Rewrite every line of the listing below as a JSON list of strings, one string per line, leaving out blank lines.

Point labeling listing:
________________________________________
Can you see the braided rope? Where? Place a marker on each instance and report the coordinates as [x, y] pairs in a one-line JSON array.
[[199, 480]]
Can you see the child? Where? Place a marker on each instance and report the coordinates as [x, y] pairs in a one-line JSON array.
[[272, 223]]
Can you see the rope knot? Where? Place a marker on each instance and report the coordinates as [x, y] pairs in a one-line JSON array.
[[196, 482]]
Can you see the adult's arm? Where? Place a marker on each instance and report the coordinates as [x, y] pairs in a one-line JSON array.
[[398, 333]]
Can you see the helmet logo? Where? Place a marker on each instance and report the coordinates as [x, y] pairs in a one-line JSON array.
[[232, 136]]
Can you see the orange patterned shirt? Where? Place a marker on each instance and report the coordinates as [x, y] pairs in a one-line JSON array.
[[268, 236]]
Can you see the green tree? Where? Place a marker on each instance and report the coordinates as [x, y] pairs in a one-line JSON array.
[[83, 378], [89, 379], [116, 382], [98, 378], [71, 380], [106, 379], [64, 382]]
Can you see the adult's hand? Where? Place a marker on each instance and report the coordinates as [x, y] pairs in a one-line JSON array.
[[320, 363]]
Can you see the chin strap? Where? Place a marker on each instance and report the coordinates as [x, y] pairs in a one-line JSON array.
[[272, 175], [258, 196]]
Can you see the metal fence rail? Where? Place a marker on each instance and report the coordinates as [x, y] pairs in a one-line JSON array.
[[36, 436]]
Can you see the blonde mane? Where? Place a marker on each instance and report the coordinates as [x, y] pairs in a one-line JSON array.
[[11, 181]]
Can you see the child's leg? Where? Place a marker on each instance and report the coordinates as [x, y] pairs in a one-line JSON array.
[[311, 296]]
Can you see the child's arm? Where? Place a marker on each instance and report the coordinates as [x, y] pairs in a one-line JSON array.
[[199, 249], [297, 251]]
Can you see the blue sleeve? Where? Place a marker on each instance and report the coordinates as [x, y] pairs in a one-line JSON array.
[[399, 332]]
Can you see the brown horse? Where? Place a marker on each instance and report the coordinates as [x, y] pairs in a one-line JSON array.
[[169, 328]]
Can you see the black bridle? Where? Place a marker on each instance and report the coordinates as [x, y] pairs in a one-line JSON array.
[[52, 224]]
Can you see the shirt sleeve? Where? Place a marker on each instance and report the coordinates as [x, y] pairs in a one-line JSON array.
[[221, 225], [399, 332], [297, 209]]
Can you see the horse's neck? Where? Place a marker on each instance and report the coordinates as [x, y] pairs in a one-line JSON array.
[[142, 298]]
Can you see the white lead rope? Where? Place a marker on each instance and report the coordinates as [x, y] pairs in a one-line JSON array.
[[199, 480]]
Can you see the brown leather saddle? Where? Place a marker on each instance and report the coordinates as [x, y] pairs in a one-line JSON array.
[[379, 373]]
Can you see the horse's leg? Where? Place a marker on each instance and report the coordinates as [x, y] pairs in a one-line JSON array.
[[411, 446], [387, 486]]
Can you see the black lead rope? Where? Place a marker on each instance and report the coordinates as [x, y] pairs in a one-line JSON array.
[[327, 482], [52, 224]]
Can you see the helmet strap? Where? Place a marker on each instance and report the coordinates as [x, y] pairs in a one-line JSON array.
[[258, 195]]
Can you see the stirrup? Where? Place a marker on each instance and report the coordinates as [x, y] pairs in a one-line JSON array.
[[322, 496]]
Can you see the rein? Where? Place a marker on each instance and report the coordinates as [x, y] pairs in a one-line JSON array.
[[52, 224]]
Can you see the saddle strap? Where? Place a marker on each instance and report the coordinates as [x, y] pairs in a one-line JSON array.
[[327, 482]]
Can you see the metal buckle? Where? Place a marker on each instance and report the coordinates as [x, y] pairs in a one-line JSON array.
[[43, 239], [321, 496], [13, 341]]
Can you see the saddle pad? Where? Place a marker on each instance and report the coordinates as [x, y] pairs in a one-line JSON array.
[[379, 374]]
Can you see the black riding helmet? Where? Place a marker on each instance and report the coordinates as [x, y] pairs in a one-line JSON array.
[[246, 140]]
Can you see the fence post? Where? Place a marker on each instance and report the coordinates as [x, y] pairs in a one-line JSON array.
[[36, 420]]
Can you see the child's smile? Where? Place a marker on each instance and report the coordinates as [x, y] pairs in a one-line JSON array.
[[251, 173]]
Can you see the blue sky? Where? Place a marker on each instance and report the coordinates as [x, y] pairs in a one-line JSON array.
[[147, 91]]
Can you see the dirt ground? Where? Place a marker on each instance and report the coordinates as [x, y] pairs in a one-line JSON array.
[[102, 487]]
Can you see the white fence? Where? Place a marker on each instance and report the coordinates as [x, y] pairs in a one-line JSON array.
________________________________________
→ **ANSWER FOR THE TASK**:
[
  "Can you see the braided rope? Where? Place a marker on each instance and report the coordinates as [x, y] pairs in a one-line JSON array.",
  "[[199, 480]]",
  "Can you see the child? Where? Place a marker on each instance and report the coordinates as [x, y] pairs in a one-line JSON array.",
  "[[272, 223]]",
  "Can you see the rope knot? Where? Place a marker on each instance and report the coordinates as [x, y] pairs in a one-line JSON array.",
  "[[196, 482]]",
  "Can you see the adult's arm? Where? Place a marker on each instance and report the coordinates as [x, y] pairs in a one-line JSON array.",
  "[[398, 333]]",
  "Can you see the helmet logo? Where? Place a marker on each instance and report the coordinates as [x, y] pairs in a one-line JSON array.",
  "[[232, 136]]",
  "Can you see the orange patterned shirt? Where? Place a marker on each instance and report the coordinates as [x, y] pairs in a one-line JSON array.",
  "[[268, 236]]",
  "Can you see the green tree? Where? Place a marker on each instance and report the coordinates as [x, y] pairs in a one-line JSON array.",
  "[[83, 378], [89, 379], [116, 382], [98, 378], [71, 380], [106, 379], [64, 382]]",
  "Can you see the adult's hand? Where? Place a marker on each instance and report the coordinates as [x, y] pairs in a one-line JSON array.",
  "[[320, 363]]",
  "Can you see the chin strap? Where? Place a marker on each instance and report the coordinates as [x, y] pairs in a one-line JSON array.",
  "[[272, 175], [258, 196]]",
  "Can you see the metal fence rail? Where? Place a marker on each instance and report the coordinates as [x, y] pairs in a one-line JSON array.",
  "[[36, 436]]",
  "Can you see the blonde mane? Where? Place a marker on each instance and report the coordinates as [x, y] pairs in a one-line JSON array.",
  "[[11, 181]]",
  "Can you see the child's leg? Where? Place a marker on each instance and report the coordinates as [x, y] pairs in a one-line JSON array.",
  "[[311, 296]]",
  "Can you see the child's arm? Where? Place a marker on each instance and report the coordinates as [x, y] pairs in a one-line JSON array.",
  "[[199, 249], [297, 251]]",
  "Can you see the blue sleeve? Where? Place a marker on each instance and report the coordinates as [x, y] pairs in a one-line JSON array.",
  "[[399, 332]]",
  "Can you see the brown horse? Where? Place a marker on each instance and report the coordinates as [x, y] pairs in a one-line JSON array.",
  "[[169, 328]]",
  "Can you see the black bridle? Where? Place a marker on each instance and report the coordinates as [x, y] pairs in a one-line JSON array.",
  "[[52, 224]]",
  "Can you see the shirt sleeve? Where? Place a marker on each instance and report the coordinates as [x, y] pairs in a one-line JSON array.",
  "[[221, 225], [399, 332], [297, 209]]",
  "Can you see the horse's neck? Where? Place a marker on each instance and report the coordinates as [x, y] pairs in a one-line JSON array.",
  "[[142, 298]]",
  "Can you see the white lead rope? Where? Place a marker on each instance and report the coordinates as [x, y] pairs in a one-line JSON array.",
  "[[199, 480]]",
  "Can you see the brown leather saddle? Where? Place a marker on each instance and report the coordinates as [x, y] pairs in a one-line JSON array.",
  "[[379, 373]]",
  "Can you see the horse's leg? Where? Place a marker on each instance and report the coordinates as [x, y] pairs in a one-line JSON array.",
  "[[411, 446], [387, 486]]",
  "Can you see the black lead rope? Where? Place a marker on each instance and report the coordinates as [x, y] pairs in a one-line JSON array.",
  "[[327, 482], [52, 224]]",
  "Can you see the helmet strap? Where? Place a marker on each instance and report the coordinates as [x, y] pairs in a one-line JSON array.",
  "[[258, 195]]",
  "Can you see the stirrup? Where? Place a marker on each instance and report the coordinates as [x, y] pairs in a one-line JSON array.",
  "[[322, 496]]",
  "Can you see the rein? Where? Place a marker on each instance and report the coordinates as [x, y] pairs in a one-line JSON array.",
  "[[52, 224]]",
  "Can you see the saddle strap? Where? Place a marker on each instance and report the coordinates as [x, y] pairs in a one-line JSON array.",
  "[[327, 482]]",
  "Can you see the metal buckle? Where? Place a marker on each instance and report the coordinates as [x, y] pairs in a one-line JSON array.",
  "[[43, 239], [321, 496], [13, 341]]",
  "Can you see the saddle pad? Where? Place a marker on each instance and report the coordinates as [x, y] pairs in a one-line JSON array.",
  "[[379, 374]]",
  "Can you see the black riding helmet? Where? Place a marker on each instance and report the coordinates as [x, y] pairs in a one-line JSON array.",
  "[[246, 140]]",
  "Can you see the fence post? Where? Place a marker on each instance and report the coordinates as [x, y] pairs in a one-line JSON array.",
  "[[36, 420]]",
  "Can you see the child's smile? Where? Place a marker on each instance and report the coordinates as [x, y] pairs in a one-line JSON array.",
  "[[251, 173]]",
  "Can you see the blue sky? Where? Place a marker on each instance and report the coordinates as [x, y] pairs in a one-line JSON array.",
  "[[147, 91]]",
  "Can you see the dirt ground? Where? Place a marker on each instance and report the coordinates as [x, y] pairs in a one-line JSON array.",
  "[[102, 487]]",
  "Can you see the white fence? Where? Place a marker on each instance and report the coordinates as [x, y] pairs in a one-line JSON array."
]